* [EXERCISE INSTRUCTIONS]:
The records below should be printed once more, exactly as they appear.

* [MATERIAL FOR THE TASK]:
◇ ◇ ◇ ◇
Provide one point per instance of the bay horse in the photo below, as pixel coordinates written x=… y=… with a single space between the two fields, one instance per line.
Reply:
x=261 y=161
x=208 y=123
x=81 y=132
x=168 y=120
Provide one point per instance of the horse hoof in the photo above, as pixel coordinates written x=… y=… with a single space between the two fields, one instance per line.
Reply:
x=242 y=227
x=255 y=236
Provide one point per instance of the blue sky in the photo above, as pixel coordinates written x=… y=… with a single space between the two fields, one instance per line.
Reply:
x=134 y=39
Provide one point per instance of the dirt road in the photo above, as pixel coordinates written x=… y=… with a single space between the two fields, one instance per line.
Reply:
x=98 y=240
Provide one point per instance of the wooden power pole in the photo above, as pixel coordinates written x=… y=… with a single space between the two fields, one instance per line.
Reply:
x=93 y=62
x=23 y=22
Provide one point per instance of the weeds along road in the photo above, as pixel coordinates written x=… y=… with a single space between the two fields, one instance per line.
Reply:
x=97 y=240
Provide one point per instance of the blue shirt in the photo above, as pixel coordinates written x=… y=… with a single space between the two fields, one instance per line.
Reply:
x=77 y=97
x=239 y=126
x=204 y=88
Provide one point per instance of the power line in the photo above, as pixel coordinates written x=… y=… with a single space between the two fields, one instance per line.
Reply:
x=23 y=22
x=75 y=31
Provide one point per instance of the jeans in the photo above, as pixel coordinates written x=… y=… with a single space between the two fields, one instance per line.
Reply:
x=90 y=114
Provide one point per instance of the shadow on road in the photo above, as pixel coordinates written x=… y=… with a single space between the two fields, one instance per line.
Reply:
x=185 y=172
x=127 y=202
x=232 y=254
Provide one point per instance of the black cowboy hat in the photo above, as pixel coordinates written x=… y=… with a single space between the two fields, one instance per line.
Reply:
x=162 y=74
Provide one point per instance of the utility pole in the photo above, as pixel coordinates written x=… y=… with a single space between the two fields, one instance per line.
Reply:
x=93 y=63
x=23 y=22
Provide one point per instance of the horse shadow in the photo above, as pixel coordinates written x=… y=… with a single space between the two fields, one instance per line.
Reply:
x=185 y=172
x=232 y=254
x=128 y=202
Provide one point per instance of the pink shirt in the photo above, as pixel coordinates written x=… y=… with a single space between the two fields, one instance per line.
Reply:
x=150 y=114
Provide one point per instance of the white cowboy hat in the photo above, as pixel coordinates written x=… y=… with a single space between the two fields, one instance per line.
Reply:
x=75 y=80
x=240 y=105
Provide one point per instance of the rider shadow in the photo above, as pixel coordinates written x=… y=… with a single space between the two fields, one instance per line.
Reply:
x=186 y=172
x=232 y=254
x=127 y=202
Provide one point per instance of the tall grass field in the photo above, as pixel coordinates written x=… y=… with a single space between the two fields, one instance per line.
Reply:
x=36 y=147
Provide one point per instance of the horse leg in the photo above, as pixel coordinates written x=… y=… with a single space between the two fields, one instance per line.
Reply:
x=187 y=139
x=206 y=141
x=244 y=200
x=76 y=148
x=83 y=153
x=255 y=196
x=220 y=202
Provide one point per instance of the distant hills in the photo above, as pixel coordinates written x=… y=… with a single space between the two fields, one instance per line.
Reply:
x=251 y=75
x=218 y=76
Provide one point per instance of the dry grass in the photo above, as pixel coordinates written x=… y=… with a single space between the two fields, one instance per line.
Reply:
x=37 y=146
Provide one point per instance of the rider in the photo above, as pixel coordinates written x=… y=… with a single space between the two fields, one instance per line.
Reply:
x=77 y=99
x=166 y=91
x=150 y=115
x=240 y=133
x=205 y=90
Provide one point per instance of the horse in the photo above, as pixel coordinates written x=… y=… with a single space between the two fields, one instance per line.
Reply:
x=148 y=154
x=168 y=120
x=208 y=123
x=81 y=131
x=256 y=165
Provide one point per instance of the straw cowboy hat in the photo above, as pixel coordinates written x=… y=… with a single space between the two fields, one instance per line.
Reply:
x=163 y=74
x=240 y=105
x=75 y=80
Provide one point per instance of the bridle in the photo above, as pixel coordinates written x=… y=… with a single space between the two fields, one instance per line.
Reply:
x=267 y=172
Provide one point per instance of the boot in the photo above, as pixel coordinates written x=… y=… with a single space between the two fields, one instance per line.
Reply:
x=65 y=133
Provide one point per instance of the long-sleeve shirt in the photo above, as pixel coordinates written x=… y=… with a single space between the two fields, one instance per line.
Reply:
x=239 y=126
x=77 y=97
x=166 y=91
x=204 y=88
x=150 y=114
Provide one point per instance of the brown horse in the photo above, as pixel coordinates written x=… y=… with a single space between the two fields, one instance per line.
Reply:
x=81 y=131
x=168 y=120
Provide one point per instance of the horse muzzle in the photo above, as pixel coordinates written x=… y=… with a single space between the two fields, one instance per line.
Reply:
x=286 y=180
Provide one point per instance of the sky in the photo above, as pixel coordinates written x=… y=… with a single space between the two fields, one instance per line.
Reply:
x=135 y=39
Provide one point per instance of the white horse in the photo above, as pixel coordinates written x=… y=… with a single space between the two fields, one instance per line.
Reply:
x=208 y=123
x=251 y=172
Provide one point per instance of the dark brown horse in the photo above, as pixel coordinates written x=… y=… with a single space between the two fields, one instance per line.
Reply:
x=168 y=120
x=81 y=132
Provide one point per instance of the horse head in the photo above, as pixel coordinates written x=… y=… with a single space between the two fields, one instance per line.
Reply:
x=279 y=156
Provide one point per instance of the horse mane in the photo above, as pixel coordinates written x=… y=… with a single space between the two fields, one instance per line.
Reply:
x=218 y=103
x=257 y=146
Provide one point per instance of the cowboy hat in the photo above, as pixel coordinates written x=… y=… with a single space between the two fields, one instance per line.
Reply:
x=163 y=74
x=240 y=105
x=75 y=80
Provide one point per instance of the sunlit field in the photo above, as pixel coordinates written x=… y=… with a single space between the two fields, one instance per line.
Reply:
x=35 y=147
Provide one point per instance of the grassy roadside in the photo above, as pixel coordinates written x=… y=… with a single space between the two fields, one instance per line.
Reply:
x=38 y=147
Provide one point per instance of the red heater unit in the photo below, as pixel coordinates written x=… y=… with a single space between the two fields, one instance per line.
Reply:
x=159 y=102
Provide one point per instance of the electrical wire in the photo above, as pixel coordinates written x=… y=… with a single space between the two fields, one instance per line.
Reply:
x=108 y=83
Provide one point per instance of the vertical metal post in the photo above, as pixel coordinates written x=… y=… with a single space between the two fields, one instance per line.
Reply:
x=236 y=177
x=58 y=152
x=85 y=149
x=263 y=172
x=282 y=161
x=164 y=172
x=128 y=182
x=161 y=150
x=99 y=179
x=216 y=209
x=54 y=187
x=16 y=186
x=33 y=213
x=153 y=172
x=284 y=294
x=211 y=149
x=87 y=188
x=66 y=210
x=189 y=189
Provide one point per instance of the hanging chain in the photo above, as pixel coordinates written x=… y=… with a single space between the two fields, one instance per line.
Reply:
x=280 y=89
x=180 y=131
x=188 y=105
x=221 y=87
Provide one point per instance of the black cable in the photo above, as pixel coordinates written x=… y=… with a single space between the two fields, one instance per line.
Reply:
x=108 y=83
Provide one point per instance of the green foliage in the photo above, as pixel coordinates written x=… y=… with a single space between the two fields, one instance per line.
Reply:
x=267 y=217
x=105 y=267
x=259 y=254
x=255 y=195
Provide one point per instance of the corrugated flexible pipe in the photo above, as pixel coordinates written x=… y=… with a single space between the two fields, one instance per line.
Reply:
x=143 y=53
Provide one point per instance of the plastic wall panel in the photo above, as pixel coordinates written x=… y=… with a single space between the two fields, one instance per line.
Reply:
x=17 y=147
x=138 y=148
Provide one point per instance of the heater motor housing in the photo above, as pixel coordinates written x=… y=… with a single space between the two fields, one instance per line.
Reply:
◇ ◇ ◇ ◇
* [OUTPUT FOR THIS EXERCISE]:
Provide one point per instance of the bay horse in the photo below, as pixel coordinates written x=… y=… with a single space between the two fields, one instance per line.
Reply:
x=261 y=161
x=208 y=123
x=81 y=132
x=168 y=120
Provide one point per instance of the horse hoof in the photo above, as pixel coordinates written x=… y=… with a single space between the two fields, one instance per line.
Reply:
x=242 y=227
x=255 y=236
Provide one point per instance of the blue sky in the photo above, as pixel coordinates written x=… y=… with a single space between the two fields, one instance per line.
Reply:
x=134 y=39
Provide one point per instance of the dirt road in the photo above, as pixel coordinates written x=… y=… with a single space between the two fields, one instance per line.
Reply:
x=98 y=240
Provide one point per instance of the wooden power pole in the photo above, as pixel coordinates written x=… y=… with a single space between the two fields, one instance per line.
Reply:
x=93 y=62
x=23 y=22
Provide one point per instance of the weeds along road in the photo above, as pixel coordinates written x=… y=… with a single space between the two fields, one instance per line.
Reply:
x=97 y=240
Provide one point per instance of the blue shirt in the photo above, as pixel coordinates written x=… y=… with a single space between the two fields, one instance per line.
Reply:
x=77 y=97
x=239 y=126
x=204 y=88
Provide one point per instance of the power line in the photo above, as pixel coordinates written x=… y=… with a single space between the two fields, one instance per line.
Reply:
x=23 y=22
x=75 y=31
Provide one point per instance of the jeans in the photo above, as pixel coordinates written x=… y=… with a single space between the two fields, one instance per line.
Reply:
x=90 y=114
Provide one point per instance of the shadow on road in the photo above, as pixel coordinates written x=… y=… with a single space between the two fields, one instance per line.
Reply:
x=185 y=172
x=127 y=202
x=232 y=254
Provide one point per instance of the black cowboy hat in the photo above, as pixel coordinates written x=… y=… with a single space between the two fields, one instance per line.
Reply:
x=162 y=74
Provide one point per instance of the utility pole in the photo above, as pixel coordinates written x=… y=… with a single space between the two fields, one instance per line.
Reply:
x=93 y=63
x=23 y=22
Provide one point per instance of the horse shadow in the photo above, as pixel coordinates written x=… y=… with a single space between the two fields, one instance per line.
Reply:
x=185 y=172
x=232 y=254
x=128 y=202
Provide one point per instance of the pink shirt in the photo above, as pixel coordinates written x=… y=… with a single space between the two fields, one instance per line.
Reply:
x=150 y=114
Provide one point per instance of the white cowboy hat in the photo above, as pixel coordinates written x=… y=… with a single space between the two fields, one instance per line.
Reply:
x=75 y=80
x=240 y=105
Provide one point per instance of the rider shadow in the photo above, as pixel coordinates written x=… y=… with a single space between the two fields, one instance per line.
Reply:
x=186 y=172
x=232 y=254
x=127 y=202
Provide one point per instance of the tall grass field in the photo above, as pixel coordinates written x=… y=… with a single space between the two fields, one instance per line.
Reply:
x=36 y=147
Provide one point per instance of the horse leg in the photo above, as pixel coordinates written x=… y=… with a single space between the two fields, one instance per line.
Reply:
x=187 y=139
x=206 y=141
x=244 y=200
x=76 y=148
x=83 y=153
x=255 y=196
x=220 y=202
Provide one point per instance of the distant hills in the photo above, as pixel coordinates written x=… y=… with a single space between the two fields, one instance per line.
Reply:
x=251 y=75
x=218 y=76
Provide one point per instance of the dry grass in the photo above, as pixel coordinates written x=… y=… with a single space between the two fields, one instance per line.
Reply:
x=37 y=146
Provide one point per instance of the rider in the photo above, as pixel coordinates written x=… y=… with a single space between the two fields, one instance per line.
Reply:
x=77 y=99
x=166 y=91
x=150 y=115
x=240 y=133
x=205 y=90
Provide one point per instance of the horse in the photo above, as pixel coordinates written x=… y=… with a single space between the two fields, one instance per line.
Reply:
x=148 y=154
x=168 y=120
x=208 y=123
x=81 y=131
x=256 y=165
Provide one point per instance of the straw cowboy hat in the photo above, as pixel coordinates written x=… y=… with a single space between the two fields, one instance per line.
Reply:
x=163 y=74
x=240 y=105
x=75 y=80
Provide one point per instance of the bridle in the photo above, as pixel coordinates written x=… y=… with a single space between the two fields, one instance per line.
Reply:
x=267 y=172
Provide one point per instance of the boot in the photo above, as pixel coordinates written x=… y=… with a single space between the two fields, one instance per line.
Reply:
x=65 y=133
Provide one point per instance of the long-sleeve shirt in the photo above, as pixel coordinates written x=… y=… with a single space between the two fields, one instance per line.
Reply:
x=239 y=126
x=77 y=97
x=166 y=91
x=204 y=88
x=150 y=114
Provide one point per instance of the brown horse in the photo above, as pixel coordinates written x=… y=… with a single space between the two fields, one instance per line.
Reply:
x=81 y=131
x=168 y=120
Provide one point per instance of the horse muzzle in the photo above, as pixel coordinates written x=… y=… with a single space between the two fields, one instance per line.
Reply:
x=286 y=180
Provide one point per instance of the sky in the photo above, as pixel coordinates written x=… y=… with a single space between the two fields, one instance per line.
Reply:
x=135 y=39
Provide one point per instance of the white horse in the photo above, as pixel coordinates written x=… y=… with a single space between the two fields, one instance per line.
Reply:
x=208 y=123
x=251 y=172
Provide one point per instance of the dark brown horse in the photo above, as pixel coordinates written x=… y=… with a single space between the two fields, one instance per line.
Reply:
x=168 y=120
x=81 y=132
Provide one point per instance of the horse head in the photo above, as pixel coordinates written x=… y=… with a single space between the two fields, one instance per line.
Reply:
x=279 y=156
Provide one point per instance of the horse mane in the photo above, as pixel coordinates written x=… y=… with a single space between the two fields, one instance per line.
Reply:
x=218 y=103
x=257 y=146
Provide one point per instance of the cowboy hat in the photo above, as pixel coordinates written x=… y=… with a single space between the two fields, one instance per line.
Reply:
x=163 y=74
x=240 y=105
x=75 y=80
Provide one point per instance of the sunlit field in the photo above, as pixel coordinates written x=… y=… with a single space between the two fields, one instance per line.
Reply:
x=35 y=147
Provide one point per instance of the grassy roadside in the photo above, as pixel coordinates written x=… y=… with a single space between the two fields, one instance per line.
Reply:
x=38 y=147
Provide one point per instance of the red heater unit in the photo below, as pixel coordinates written x=… y=… with a single space between the two fields, one instance per line.
Reply:
x=159 y=102
Provide one point per instance of the electrical wire in the photo above, as pixel coordinates written x=… y=… with a single space between the two fields, one instance per line.
Reply:
x=108 y=83
Provide one point per instance of the vertical metal post in the photo above, as pixel coordinates written x=… y=… with a single space between the two fields, one instance per line.
Reply:
x=236 y=177
x=58 y=152
x=85 y=149
x=263 y=172
x=282 y=161
x=164 y=172
x=128 y=182
x=161 y=150
x=99 y=179
x=216 y=209
x=54 y=187
x=16 y=186
x=33 y=213
x=153 y=172
x=284 y=294
x=211 y=149
x=87 y=188
x=66 y=210
x=189 y=189
Provide one point per instance of the hanging chain in the photo above, as pixel coordinates written x=… y=… with a single space between the two fields, one instance per line.
Reply:
x=280 y=89
x=180 y=131
x=188 y=105
x=221 y=87
Provide one point per instance of the black cable in the photo above, as pixel coordinates written x=… y=… with a single space between the two fields, one instance per line.
Reply:
x=108 y=83
Provide one point per instance of the green foliage in the photo above, as pixel coordinates written x=… y=… with a single space between the two fields, one instance per line.
Reply:
x=267 y=217
x=105 y=267
x=259 y=254
x=255 y=195
Provide one point per instance of the corrugated flexible pipe in the photo above, as pixel coordinates written x=… y=… with a single space between the two fields, one instance per line.
Reply:
x=143 y=53
Provide one point per instance of the plastic wall panel in the photo above, as pixel coordinates written x=… y=… with a single space between the two fields, one instance per line.
Reply:
x=17 y=147
x=138 y=148
Provide one point per instance of the heater motor housing in the photo above, as pixel coordinates written x=… y=… with a single space between the two fields, one instance per line.
Reply:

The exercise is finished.